Exercise instructions:
Rewrite the items from the line with "For each instance of the ear, drop" through the end of the items, swapping "yellow waterproof jacket" for "yellow raincoat" and leaving everything else as it stands.

<<<<

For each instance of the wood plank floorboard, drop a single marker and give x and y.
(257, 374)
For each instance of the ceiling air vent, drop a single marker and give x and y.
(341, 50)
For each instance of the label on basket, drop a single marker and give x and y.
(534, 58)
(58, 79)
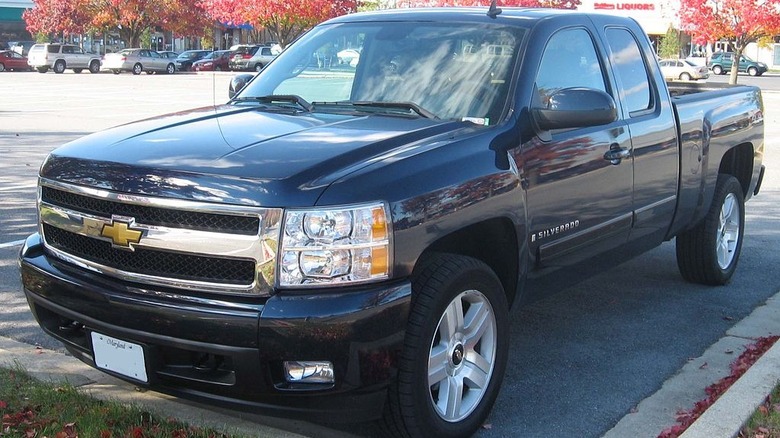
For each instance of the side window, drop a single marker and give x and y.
(630, 68)
(569, 60)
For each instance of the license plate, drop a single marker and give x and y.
(122, 357)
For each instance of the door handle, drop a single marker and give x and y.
(616, 154)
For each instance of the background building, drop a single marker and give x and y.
(12, 27)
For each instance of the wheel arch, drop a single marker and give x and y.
(738, 162)
(493, 241)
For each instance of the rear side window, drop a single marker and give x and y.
(630, 69)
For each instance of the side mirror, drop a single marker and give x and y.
(575, 108)
(237, 83)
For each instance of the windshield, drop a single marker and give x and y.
(446, 70)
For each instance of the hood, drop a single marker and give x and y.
(240, 155)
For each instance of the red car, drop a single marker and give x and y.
(10, 60)
(215, 61)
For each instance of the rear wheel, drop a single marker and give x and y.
(455, 350)
(708, 253)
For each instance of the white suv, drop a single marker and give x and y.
(59, 57)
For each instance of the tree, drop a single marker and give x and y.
(740, 21)
(557, 4)
(284, 19)
(670, 44)
(65, 17)
(129, 17)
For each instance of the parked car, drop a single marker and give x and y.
(722, 62)
(137, 60)
(359, 256)
(10, 60)
(215, 61)
(683, 69)
(253, 58)
(185, 59)
(21, 47)
(168, 54)
(60, 57)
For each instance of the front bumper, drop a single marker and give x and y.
(230, 352)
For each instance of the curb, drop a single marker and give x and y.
(729, 413)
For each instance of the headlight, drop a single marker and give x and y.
(341, 245)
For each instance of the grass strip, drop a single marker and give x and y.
(32, 408)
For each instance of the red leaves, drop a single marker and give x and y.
(745, 360)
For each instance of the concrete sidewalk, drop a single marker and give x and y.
(650, 418)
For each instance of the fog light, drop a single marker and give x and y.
(296, 371)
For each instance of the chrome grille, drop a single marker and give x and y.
(184, 244)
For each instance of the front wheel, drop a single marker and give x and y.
(708, 253)
(455, 350)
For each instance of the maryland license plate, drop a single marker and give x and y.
(122, 357)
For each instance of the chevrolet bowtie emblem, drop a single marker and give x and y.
(121, 234)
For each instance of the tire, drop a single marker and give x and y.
(469, 358)
(708, 253)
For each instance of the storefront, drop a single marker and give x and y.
(12, 27)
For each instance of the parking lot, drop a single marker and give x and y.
(580, 359)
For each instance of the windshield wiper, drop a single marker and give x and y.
(409, 106)
(278, 98)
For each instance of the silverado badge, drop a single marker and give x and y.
(121, 233)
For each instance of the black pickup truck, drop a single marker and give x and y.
(346, 240)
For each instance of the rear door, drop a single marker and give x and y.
(579, 201)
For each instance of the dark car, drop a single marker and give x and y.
(185, 59)
(215, 61)
(10, 60)
(722, 62)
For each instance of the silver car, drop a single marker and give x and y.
(137, 61)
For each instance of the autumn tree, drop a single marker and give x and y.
(284, 19)
(61, 17)
(557, 4)
(739, 21)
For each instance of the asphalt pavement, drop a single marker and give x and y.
(584, 361)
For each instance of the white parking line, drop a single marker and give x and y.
(26, 186)
(11, 244)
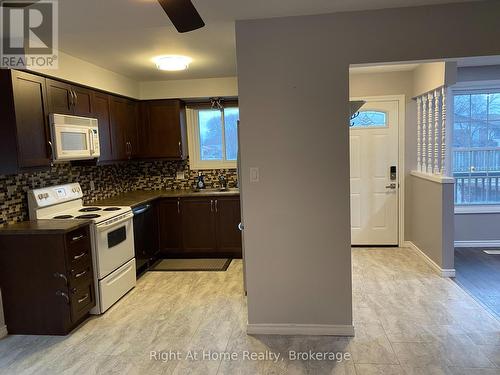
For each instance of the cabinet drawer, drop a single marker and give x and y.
(82, 299)
(78, 238)
(80, 273)
(79, 255)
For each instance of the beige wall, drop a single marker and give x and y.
(430, 76)
(294, 91)
(431, 226)
(85, 73)
(193, 88)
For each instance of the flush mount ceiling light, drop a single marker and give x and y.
(172, 62)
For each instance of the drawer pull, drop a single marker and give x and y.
(84, 298)
(60, 275)
(62, 294)
(80, 274)
(76, 257)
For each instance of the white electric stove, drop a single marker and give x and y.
(112, 237)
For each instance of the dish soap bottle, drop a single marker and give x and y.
(200, 183)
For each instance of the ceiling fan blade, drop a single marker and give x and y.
(183, 14)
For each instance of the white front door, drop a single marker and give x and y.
(375, 174)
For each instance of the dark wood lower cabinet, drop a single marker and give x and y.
(169, 212)
(46, 280)
(200, 227)
(227, 219)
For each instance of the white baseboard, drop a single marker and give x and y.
(444, 272)
(491, 243)
(301, 329)
(3, 331)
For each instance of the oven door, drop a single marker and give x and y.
(72, 142)
(114, 243)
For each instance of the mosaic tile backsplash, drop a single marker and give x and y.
(109, 180)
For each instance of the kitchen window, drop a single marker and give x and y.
(476, 148)
(213, 138)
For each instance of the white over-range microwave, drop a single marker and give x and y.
(74, 138)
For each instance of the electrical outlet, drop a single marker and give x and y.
(254, 174)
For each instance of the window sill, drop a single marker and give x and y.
(479, 209)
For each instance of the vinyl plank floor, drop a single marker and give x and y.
(479, 274)
(407, 319)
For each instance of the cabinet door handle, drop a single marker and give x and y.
(76, 257)
(84, 298)
(51, 148)
(76, 238)
(80, 274)
(62, 276)
(64, 295)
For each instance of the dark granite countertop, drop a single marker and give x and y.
(138, 197)
(43, 226)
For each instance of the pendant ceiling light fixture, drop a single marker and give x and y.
(172, 62)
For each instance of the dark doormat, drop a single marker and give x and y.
(218, 264)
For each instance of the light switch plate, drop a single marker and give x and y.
(254, 174)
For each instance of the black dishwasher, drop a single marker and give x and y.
(146, 241)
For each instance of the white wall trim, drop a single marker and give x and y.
(487, 243)
(433, 177)
(444, 272)
(3, 331)
(301, 329)
(401, 99)
(477, 209)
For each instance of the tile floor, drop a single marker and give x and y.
(408, 320)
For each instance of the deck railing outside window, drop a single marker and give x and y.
(476, 147)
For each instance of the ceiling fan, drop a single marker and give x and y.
(183, 14)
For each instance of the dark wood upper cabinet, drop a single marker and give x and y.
(228, 217)
(59, 97)
(100, 110)
(68, 99)
(24, 134)
(124, 118)
(198, 225)
(163, 129)
(169, 211)
(82, 101)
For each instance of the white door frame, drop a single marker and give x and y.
(401, 99)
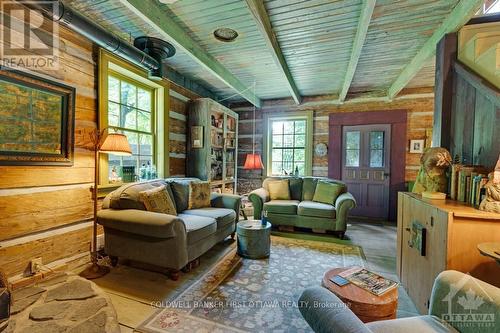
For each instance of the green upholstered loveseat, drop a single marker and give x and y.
(300, 210)
(168, 241)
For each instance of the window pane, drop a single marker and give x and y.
(133, 140)
(146, 144)
(288, 140)
(129, 94)
(143, 121)
(352, 157)
(300, 126)
(113, 114)
(128, 118)
(277, 127)
(113, 89)
(277, 140)
(377, 140)
(277, 155)
(376, 158)
(288, 127)
(300, 141)
(144, 99)
(276, 168)
(300, 155)
(352, 140)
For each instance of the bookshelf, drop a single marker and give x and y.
(212, 144)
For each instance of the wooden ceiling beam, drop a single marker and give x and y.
(152, 13)
(462, 12)
(263, 22)
(359, 40)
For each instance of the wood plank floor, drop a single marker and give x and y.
(133, 289)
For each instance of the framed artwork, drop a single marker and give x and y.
(197, 136)
(417, 146)
(36, 120)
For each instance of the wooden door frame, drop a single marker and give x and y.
(398, 121)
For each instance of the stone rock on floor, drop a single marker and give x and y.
(76, 289)
(53, 310)
(88, 308)
(95, 324)
(66, 303)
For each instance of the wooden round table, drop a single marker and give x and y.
(367, 306)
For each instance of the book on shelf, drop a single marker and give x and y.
(369, 281)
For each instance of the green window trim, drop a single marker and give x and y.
(111, 65)
(269, 119)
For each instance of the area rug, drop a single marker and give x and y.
(244, 295)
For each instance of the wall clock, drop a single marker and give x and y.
(320, 149)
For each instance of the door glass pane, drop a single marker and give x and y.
(352, 158)
(376, 158)
(377, 140)
(300, 127)
(352, 140)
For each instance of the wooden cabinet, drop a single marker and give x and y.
(212, 145)
(452, 232)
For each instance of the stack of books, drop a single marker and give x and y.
(467, 183)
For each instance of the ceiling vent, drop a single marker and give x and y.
(225, 34)
(157, 49)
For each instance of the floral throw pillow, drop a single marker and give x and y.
(158, 200)
(199, 195)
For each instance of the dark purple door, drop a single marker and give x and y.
(366, 168)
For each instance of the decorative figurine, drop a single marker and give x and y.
(492, 201)
(432, 174)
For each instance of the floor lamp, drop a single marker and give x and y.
(116, 144)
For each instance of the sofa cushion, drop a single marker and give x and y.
(295, 188)
(199, 195)
(308, 188)
(327, 192)
(158, 200)
(198, 227)
(127, 196)
(279, 189)
(180, 190)
(420, 324)
(288, 207)
(316, 209)
(223, 216)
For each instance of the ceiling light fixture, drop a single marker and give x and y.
(225, 34)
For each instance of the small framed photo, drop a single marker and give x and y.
(197, 137)
(417, 146)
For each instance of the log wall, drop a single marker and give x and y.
(419, 126)
(46, 211)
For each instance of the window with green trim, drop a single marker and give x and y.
(288, 140)
(131, 112)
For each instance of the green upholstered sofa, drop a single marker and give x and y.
(459, 303)
(301, 211)
(163, 240)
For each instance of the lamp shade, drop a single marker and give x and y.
(252, 162)
(116, 144)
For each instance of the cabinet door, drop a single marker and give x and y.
(420, 271)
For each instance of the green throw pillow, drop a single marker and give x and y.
(279, 190)
(327, 192)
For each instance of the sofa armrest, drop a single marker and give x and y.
(139, 222)
(230, 201)
(326, 313)
(344, 203)
(258, 197)
(450, 286)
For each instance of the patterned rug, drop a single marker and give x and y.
(243, 295)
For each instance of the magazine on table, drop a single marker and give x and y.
(372, 282)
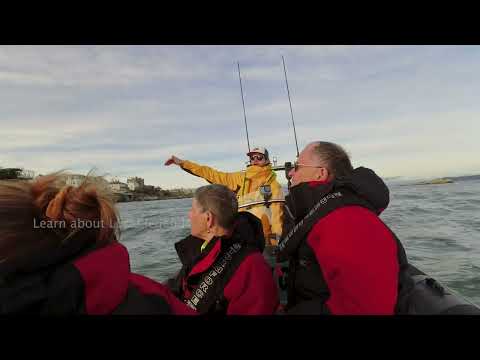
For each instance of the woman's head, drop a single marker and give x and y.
(47, 210)
(214, 208)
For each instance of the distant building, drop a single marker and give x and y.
(149, 188)
(118, 186)
(135, 183)
(74, 179)
(27, 174)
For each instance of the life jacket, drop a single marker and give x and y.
(306, 205)
(78, 278)
(205, 274)
(246, 185)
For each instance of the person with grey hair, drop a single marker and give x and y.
(342, 258)
(223, 269)
(247, 185)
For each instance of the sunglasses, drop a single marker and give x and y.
(257, 157)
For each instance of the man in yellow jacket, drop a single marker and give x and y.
(247, 184)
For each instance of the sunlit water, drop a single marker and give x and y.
(439, 226)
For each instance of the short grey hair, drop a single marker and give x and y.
(221, 201)
(335, 158)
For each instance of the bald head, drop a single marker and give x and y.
(332, 156)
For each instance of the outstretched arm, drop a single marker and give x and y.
(231, 180)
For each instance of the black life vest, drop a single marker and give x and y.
(307, 289)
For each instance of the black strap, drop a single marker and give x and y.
(208, 297)
(330, 202)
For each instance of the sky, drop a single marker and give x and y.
(409, 111)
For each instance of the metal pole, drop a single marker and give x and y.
(243, 103)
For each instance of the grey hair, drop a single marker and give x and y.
(335, 158)
(221, 201)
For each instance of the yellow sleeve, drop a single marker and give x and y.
(277, 209)
(231, 180)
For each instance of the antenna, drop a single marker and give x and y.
(243, 103)
(290, 102)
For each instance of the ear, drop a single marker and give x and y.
(210, 219)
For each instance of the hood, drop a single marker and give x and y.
(56, 280)
(363, 182)
(247, 230)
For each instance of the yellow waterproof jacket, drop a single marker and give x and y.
(247, 184)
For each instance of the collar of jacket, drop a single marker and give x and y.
(363, 182)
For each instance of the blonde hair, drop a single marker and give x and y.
(48, 198)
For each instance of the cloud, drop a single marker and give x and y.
(403, 110)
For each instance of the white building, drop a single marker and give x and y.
(135, 183)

>>>>

Answer to the task:
For each instance of the ear, drop a single marker and give x and y.
(210, 219)
For each instance of the hood, drop a single marker and give x and y.
(56, 280)
(363, 182)
(247, 230)
For each instance of the yellow raincoat, drop a single marker and give x and y.
(247, 184)
For each instance of the collar of jacket, drop a single marker and give x and y.
(363, 182)
For each instance of the blonde hair, drop a single marker and give x and y.
(48, 198)
For each instance of the cloud, drop a single marker and give x and y.
(403, 110)
For each instance of the white building, drop a single marker and give x and y.
(135, 183)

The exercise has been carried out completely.